ASSIGNMENT
Repeat every entry, word for word, leaving no line out.

GIVEN DATA
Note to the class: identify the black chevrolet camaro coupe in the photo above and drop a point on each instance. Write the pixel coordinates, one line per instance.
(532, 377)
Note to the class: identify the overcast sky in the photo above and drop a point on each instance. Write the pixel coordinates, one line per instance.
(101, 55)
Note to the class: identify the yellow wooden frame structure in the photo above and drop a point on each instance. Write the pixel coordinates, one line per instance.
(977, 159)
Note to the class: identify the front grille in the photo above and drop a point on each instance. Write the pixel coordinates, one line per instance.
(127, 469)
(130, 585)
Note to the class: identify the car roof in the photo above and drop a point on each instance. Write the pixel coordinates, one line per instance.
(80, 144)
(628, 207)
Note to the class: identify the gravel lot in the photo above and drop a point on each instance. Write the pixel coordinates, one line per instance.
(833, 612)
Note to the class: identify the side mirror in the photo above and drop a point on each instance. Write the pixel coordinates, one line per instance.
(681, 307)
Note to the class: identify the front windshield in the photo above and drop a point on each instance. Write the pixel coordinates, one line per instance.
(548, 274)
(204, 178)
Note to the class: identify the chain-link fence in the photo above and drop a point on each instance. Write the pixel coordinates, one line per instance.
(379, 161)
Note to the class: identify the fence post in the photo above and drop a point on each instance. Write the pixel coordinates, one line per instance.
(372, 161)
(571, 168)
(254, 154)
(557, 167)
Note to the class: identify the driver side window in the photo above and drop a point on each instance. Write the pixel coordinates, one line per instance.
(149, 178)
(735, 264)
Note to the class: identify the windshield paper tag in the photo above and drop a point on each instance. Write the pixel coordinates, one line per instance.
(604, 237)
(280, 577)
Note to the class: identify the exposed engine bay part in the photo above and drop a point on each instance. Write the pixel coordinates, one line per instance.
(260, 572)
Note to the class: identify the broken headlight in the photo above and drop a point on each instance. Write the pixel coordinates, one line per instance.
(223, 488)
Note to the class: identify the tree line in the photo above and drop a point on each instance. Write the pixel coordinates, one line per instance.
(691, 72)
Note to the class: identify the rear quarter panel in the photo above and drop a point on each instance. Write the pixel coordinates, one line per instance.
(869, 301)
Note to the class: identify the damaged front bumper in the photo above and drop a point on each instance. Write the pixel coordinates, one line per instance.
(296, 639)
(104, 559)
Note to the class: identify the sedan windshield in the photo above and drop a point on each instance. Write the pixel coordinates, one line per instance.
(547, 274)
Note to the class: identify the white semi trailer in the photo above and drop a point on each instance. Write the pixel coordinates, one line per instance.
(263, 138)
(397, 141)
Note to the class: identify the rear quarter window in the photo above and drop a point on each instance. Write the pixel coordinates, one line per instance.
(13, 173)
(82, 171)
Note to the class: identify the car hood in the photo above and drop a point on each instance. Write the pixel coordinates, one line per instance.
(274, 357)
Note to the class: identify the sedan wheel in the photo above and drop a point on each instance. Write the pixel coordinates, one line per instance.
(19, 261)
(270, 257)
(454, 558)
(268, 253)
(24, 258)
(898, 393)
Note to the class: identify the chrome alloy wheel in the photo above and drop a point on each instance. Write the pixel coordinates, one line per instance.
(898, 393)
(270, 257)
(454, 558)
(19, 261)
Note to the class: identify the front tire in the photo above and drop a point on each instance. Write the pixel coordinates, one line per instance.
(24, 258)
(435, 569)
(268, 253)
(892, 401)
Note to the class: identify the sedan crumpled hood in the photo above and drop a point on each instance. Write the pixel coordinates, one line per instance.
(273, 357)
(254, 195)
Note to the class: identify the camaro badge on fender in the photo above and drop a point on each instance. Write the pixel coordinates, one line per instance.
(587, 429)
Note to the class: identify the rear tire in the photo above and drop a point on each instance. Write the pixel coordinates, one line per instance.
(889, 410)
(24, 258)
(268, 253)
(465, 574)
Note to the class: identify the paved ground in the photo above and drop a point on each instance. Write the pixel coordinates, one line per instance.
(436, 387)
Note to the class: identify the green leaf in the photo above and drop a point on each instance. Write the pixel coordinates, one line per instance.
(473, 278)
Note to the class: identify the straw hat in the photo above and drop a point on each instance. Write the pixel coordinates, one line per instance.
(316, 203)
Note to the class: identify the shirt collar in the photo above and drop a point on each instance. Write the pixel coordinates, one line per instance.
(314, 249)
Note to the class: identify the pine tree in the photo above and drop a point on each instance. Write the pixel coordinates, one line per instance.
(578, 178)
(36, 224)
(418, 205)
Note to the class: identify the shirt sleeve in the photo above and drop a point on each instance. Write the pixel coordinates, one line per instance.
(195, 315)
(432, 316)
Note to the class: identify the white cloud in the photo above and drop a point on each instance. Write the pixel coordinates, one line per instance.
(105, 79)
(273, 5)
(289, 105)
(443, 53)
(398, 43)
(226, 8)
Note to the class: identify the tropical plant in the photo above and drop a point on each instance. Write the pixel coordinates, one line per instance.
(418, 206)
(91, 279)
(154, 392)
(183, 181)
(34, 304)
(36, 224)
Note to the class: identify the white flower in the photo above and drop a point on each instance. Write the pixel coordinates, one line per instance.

REPLY
Note to the class: identify the black chevrolet camaro coupe in the photo above and drop a point on each instance. Write the pixel coordinates, one line per instance.
(532, 377)
Note to the class: identify the overcast sky in the photo above and drop a point on each instance. Write the pixel coordinates, one line per instance.
(101, 55)
Note to the class: identify the yellow wooden frame structure in the photo above and drop a point on each instance. Write the pixel coordinates, one line per instance.
(977, 159)
Note to the class: identify the front grille in the photo above and drop a point on each instance. Write the pixel coordinates, one line per instance.
(127, 469)
(130, 585)
Note to the class: identify the car roof in the photo above and drop a point on each instance. Write the pixel coordinates, one line per instance.
(80, 144)
(628, 207)
Note to the class: identify the gravel lot in the photo above and drop a point on each instance. Write the pixel coordinates, one line per instance.
(833, 612)
Note to the class: identify the side mirror in the photo above and drop a point on each instance. Write the pixel coordinates, one line per instance.
(681, 307)
Note to the class: identify the front windshield in the photo above and drop a point on each instance. Write the pixel coordinates, one line per instance.
(548, 274)
(204, 178)
Note to the class: identify the chain-link fence in the photo above and drop a point on each instance. Write the pixel coordinates, one line per instance.
(379, 161)
Note to the class: identify the fence post in the photo above and drop a point on each instance. Write the pixel coordinates, one line per instance.
(372, 161)
(571, 168)
(254, 154)
(557, 167)
Note to the class: identify the driver side window in the photo above and drop a point on each instance. Write the pixel coordinates, one line per instance.
(149, 178)
(735, 264)
Note to the class: identify the windshield paper tag in the photo above and drop a point on each instance. Write the pixel coordinates, one line per instance.
(604, 237)
(280, 577)
Note to the class: identify the exposed engine bay part in the photo above and drop a point on each instance. Write the pixel coordinates, one line per instance.
(260, 572)
Note to the class: identify the broken headlight in the photo above and drop a point on each instance. Write the pixel coordinates, one line per instance.
(223, 488)
Note to the class: identify the tree line in the photo above and drop a point on each instance. Write the pixel coordinates, one line per instance.
(691, 72)
Note to the class: identify the rear quarter panel in the photo above and drop a point on each instance. Write the pixel coordinates, one line per instance.
(869, 301)
Note to the class: identify the damaged front bumper in the photo above and drop a point on each instance. Write the pixel coordinates, one line per instance.
(296, 639)
(104, 559)
Note to the class: identify the sedan windshield in the photo above and drop a point on each instance. Write the pixel coordinates, one line per instance.
(547, 274)
Note to the class: identify the white semi trailer in the photo above and drop a point on each instance. Write the pixel coordinates, one line per instance.
(263, 138)
(397, 141)
Note to the class: identify the rear quarter window in the photo above and drop a point on each instance. Write the pixel coordinates, one line per instance.
(13, 173)
(82, 171)
Note to the class: identify the car hood in the photo above and drop a point on each instance. Write the pixel coordinates, one line per instance.
(274, 357)
Note to the class: identify the sedan wheel in the photo above and drop a point on each instance. Write the pixel coordinates, one line per instance.
(19, 261)
(270, 257)
(454, 558)
(268, 253)
(24, 258)
(898, 393)
Note to the class: identify the chrome alloy wheel in the photo above and drop a point on each instance. Write the pixel coordinates, one line per instance.
(898, 393)
(270, 257)
(454, 558)
(19, 261)
Note to the class: identify the front tire in the photo above and drop a point on each instance. Write the pixel coordinates, one line per instance.
(24, 258)
(435, 569)
(268, 253)
(892, 401)
Note to the class: identify the sedan crumpled hood in the photo above and drop a point on each instance. Write the pixel coordinates, one line per instance.
(273, 357)
(254, 195)
Note to the class: identify the camaro badge on fender in the photo above and drop a point on each instance. Write the pixel coordinates, one line per instance.
(587, 429)
Note to the class: identify the rear tire in the photo above and drop a point on each instance. Write the pixel coordinates, one line per instance.
(889, 410)
(24, 258)
(268, 253)
(465, 574)
Note to the class: identify the paved ground in the photo above and drop a point on each instance. Write the pixel coordinates, one line per instance.
(436, 387)
Note to the class: identify the green leaf in the photo above and drop a point on each instance. Write the pixel coordinates, one line per instance.
(473, 278)
Note to the class: identify the straw hat in the photo above and drop a point on each instance. Write the pixel coordinates, one line per instance.
(316, 203)
Note to the class: identify the shirt collar in the photo above and drop a point on each instance. Write the pixel coordinates, one line per instance.
(314, 249)
Note to the class: identify the pine tree in the photo above and drop a point on each instance. Write the pixel coordinates, one line per instance.
(578, 178)
(36, 224)
(418, 205)
Note to the class: identify the shirt sleeve in the photo above and drop a point on each instance. Write the pixel coordinates, one line per instance.
(195, 315)
(432, 316)
Note to the class: identify the white cloud in the photo above and drop a point on each instance. Write the pixel coordinates, one line per instance.
(105, 79)
(273, 5)
(289, 105)
(443, 53)
(398, 43)
(226, 8)
Note to the class: identify the tropical plant in the photo above and drop a point on each instance. Write the pixel coordinates, one line per instance.
(418, 206)
(91, 279)
(154, 392)
(183, 181)
(34, 304)
(36, 224)
Note to the class: identify the white flower in the photo above and drop a point on each instance. Write the pixel coordinates, one line per instance.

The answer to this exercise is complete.